Problem to work on
Without the pictures, retype each line below exactly as it stands.
* * * * * * *
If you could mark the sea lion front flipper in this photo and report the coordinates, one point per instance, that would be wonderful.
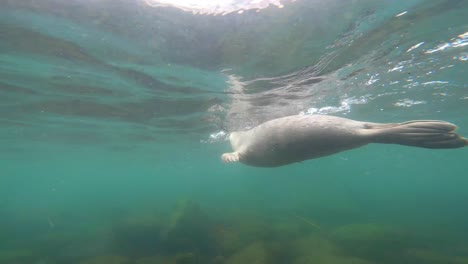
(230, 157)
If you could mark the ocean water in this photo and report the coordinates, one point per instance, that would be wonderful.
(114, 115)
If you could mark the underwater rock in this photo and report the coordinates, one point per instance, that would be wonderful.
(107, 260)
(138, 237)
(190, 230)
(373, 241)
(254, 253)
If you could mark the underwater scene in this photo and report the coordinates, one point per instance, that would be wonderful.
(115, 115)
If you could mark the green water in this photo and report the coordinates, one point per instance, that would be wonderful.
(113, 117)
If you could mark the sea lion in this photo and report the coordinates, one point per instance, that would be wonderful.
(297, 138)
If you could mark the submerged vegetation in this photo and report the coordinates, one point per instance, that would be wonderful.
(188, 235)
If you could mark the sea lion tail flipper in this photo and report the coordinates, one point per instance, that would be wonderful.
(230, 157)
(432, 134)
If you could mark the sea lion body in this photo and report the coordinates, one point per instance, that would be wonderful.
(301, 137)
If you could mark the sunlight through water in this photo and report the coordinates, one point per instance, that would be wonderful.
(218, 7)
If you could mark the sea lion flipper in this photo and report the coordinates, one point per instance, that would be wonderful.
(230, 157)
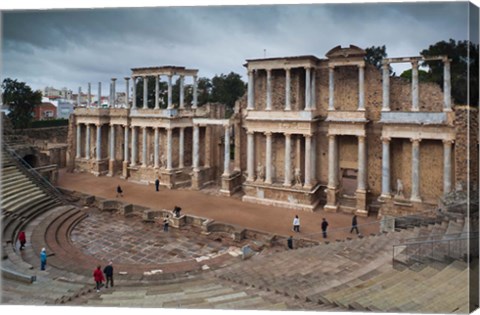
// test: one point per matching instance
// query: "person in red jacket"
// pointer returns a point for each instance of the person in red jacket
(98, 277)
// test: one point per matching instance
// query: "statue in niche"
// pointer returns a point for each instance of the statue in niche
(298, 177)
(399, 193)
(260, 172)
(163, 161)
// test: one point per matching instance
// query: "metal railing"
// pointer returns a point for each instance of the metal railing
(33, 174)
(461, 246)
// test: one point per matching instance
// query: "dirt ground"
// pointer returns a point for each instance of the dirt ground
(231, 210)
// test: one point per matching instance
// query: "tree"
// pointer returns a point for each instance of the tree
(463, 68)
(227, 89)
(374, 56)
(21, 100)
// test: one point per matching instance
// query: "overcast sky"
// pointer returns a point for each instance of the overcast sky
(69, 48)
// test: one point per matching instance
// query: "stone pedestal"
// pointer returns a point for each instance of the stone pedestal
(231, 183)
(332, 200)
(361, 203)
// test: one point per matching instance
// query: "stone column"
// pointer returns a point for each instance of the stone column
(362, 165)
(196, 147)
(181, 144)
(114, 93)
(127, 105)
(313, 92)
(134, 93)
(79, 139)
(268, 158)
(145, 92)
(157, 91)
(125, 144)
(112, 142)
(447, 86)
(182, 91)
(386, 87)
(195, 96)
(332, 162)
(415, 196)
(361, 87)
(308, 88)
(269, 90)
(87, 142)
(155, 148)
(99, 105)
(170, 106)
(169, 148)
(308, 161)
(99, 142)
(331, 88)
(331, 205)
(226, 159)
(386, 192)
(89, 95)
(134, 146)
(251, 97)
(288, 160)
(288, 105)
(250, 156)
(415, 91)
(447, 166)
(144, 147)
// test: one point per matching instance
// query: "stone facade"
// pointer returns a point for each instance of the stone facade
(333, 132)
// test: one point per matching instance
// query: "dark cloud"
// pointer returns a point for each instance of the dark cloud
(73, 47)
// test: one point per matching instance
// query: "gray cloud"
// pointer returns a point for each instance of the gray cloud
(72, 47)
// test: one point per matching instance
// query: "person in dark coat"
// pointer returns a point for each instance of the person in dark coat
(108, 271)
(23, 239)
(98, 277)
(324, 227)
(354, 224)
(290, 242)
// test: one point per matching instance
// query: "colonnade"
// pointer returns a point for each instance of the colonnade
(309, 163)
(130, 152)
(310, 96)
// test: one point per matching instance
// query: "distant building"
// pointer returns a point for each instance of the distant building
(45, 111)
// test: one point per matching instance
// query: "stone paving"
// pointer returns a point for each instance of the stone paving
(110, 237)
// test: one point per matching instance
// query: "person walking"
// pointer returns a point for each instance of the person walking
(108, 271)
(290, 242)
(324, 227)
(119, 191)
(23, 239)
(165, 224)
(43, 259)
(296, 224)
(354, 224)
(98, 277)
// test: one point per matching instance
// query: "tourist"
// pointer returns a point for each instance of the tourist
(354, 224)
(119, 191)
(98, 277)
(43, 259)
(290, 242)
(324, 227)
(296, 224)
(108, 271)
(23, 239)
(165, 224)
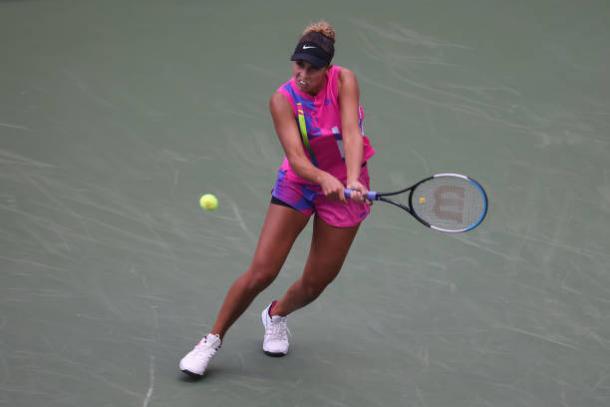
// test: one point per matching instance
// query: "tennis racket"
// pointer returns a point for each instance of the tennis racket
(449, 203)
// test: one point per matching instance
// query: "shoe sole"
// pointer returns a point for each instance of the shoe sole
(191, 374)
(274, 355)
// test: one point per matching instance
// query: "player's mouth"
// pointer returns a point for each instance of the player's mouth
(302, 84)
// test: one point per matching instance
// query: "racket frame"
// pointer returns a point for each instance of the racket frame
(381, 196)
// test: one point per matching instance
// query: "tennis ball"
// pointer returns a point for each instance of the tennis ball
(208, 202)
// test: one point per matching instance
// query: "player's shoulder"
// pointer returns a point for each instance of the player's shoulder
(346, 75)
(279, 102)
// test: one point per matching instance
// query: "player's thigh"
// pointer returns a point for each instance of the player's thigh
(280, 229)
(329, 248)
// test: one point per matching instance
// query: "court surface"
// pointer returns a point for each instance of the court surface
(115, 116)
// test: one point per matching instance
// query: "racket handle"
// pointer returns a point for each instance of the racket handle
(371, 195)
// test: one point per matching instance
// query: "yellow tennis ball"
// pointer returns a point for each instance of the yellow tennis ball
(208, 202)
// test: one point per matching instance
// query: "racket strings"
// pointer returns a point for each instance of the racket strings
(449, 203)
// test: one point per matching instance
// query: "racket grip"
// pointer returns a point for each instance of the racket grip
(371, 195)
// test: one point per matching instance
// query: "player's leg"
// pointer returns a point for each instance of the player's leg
* * * * * * *
Problem solution
If you could mark the sea lion front flipper in this photo and report the coordinates, one point per instance, that would be wonderful.
(230, 157)
If you could mark the ocean water in this photo and report the coordinates, one point per instance, that would be wonderful.
(114, 115)
If you could mark the underwater rock in this photo and report the coordinates, one point per instance, that would be wonderful.
(107, 260)
(138, 237)
(190, 230)
(373, 241)
(254, 253)
If you could mark the underwater scene in this photo and report the coordinates, one point per instance, that would be wonderful.
(115, 115)
If you could mark the green water in this photo and report the coordinates, one point per instance, that would be wonderful.
(113, 117)
If you could mark the sea lion in this photo and report the coordinates, one point per instance, that would be wonderful.
(297, 138)
If you could mark the submerged vegetation in this photo and report the coordinates, one point per instance, that would be wonderful.
(188, 235)
If you could mark the sea lion tail flipper in this photo and report the coordinates, one point per instance, that would be wonderful.
(230, 157)
(432, 134)
If you could mark the sea lion body in this photo and report the coordinates, one point per instance, that would be wonderful.
(301, 137)
If you could mark the sunlight through water in this photo and report the coordinates, one point per instance, that would be wonderful.
(218, 7)
If you could mark the sea lion flipper in this photo and report the coordinates, one point per instance, that would be wonderful.
(230, 157)
// test: one point per matching instance
// query: "person in red jacket"
// pointer returns a point for each instance of the person in red jacket
(98, 277)
// test: one point per matching instance
// query: "statue in niche"
// pointer returns a point for each instance of the statue in niche
(298, 177)
(399, 193)
(260, 172)
(163, 161)
// test: one point per matching instance
// query: "metal railing"
// pointer returns a point for each instance of the metal railing
(33, 174)
(461, 246)
// test: one point per matching instance
// query: "dirt ground"
// pointer returns a point for each instance of the dirt ground
(231, 210)
// test: one point per matching instance
// query: "tree"
// pointer returns a point for each instance of the tree
(463, 68)
(227, 89)
(374, 56)
(21, 100)
// test: one point per matching instance
// query: "overcast sky"
// pointer returns a point for each instance of the overcast sky
(69, 48)
// test: one point per matching instance
// query: "stone pedestal"
// pointer returns a point for each instance of the stone pedestal
(231, 183)
(332, 200)
(361, 203)
// test: one point per matching instance
// query: "stone column"
// pointer returns a point for each instance of the stone column
(362, 165)
(196, 147)
(181, 144)
(114, 93)
(127, 105)
(313, 92)
(134, 93)
(79, 139)
(268, 158)
(145, 92)
(157, 91)
(125, 144)
(112, 142)
(447, 86)
(182, 91)
(386, 87)
(195, 96)
(332, 162)
(415, 196)
(361, 87)
(308, 88)
(269, 90)
(87, 142)
(155, 148)
(99, 105)
(170, 106)
(169, 148)
(308, 161)
(99, 142)
(331, 88)
(331, 205)
(226, 159)
(386, 192)
(89, 95)
(134, 146)
(251, 97)
(288, 160)
(288, 105)
(250, 156)
(415, 91)
(447, 166)
(144, 147)
// test: one point per matching instance
// query: "stone facade"
// pointer returns a point for each instance of the stone facade
(333, 132)
// test: one point per matching instance
// query: "dark cloud"
// pointer returns a point for each instance of the dark cloud
(73, 47)
// test: one point per matching instance
// query: "gray cloud"
// pointer returns a point for each instance of the gray cloud
(72, 47)
// test: one point per matching instance
// query: "person in dark coat"
// pointer returns a point for each instance of the person in dark coat
(108, 271)
(23, 239)
(98, 277)
(324, 227)
(354, 224)
(290, 242)
// test: one point per matching instance
// query: "colonnade"
// pointer returns a point for each instance of the colonnade
(309, 163)
(130, 152)
(310, 96)
// test: one point per matching instance
// query: "distant building"
// pointer returns a point for each instance of the distant building
(45, 111)
// test: one point per matching instance
// query: "stone paving"
// pointer returns a point for each instance of the stone paving
(110, 237)
// test: one point per matching instance
// query: "person walking"
// pointer returns a point for each instance of the person walking
(108, 271)
(290, 242)
(324, 227)
(119, 191)
(23, 239)
(165, 224)
(43, 259)
(296, 224)
(354, 224)
(98, 277)
// test: one point per matching instance
// query: "tourist"
// pointer returns a point for each instance of the tourist
(354, 224)
(119, 191)
(98, 277)
(43, 259)
(290, 242)
(324, 227)
(296, 224)
(108, 271)
(23, 239)
(165, 224)
// test: one point per matching instance
// query: "tennis racket"
// pointer returns a point for each instance of the tennis racket
(449, 203)
// test: one point per matching instance
// query: "shoe sole"
// pointer returns a point for each instance of the shoe sole
(191, 374)
(274, 355)
// test: one point per matching instance
// query: "player's mouth"
// pointer returns a point for each instance of the player's mouth
(302, 84)
// test: one point per matching instance
// query: "racket frame"
// pointer returns a point for each instance of the racket frame
(381, 196)
// test: one point per matching instance
// query: "tennis ball"
// pointer returns a point for each instance of the tennis ball
(208, 202)
// test: one point per matching instance
// query: "player's shoulder"
// pointer returns a point for each instance of the player's shoulder
(346, 75)
(279, 102)
// test: one point per matching instance
// query: "player's thigh"
// pointer returns a point for each instance of the player's thigh
(280, 229)
(329, 248)
// test: one point per matching instance
// query: "court surface"
// pointer returns a point for each instance of the court surface
(115, 116)
// test: one point per matching instance
// query: "racket handle"
// pointer returns a point for each instance of the racket handle
(371, 195)
// test: one point per matching instance
// query: "yellow tennis ball"
// pointer returns a point for each instance of the yellow tennis ball
(208, 202)
// test: one point per matching instance
// query: "racket strings"
// pointer returns a point for each instance of the racket strings
(449, 203)
// test: one point per matching instance
// query: "racket grip"
// pointer returns a point for each instance of the racket grip
(371, 195)
// test: one point per matching instance
// query: "player's leg"
// pointer returns a point for each instance of the player's leg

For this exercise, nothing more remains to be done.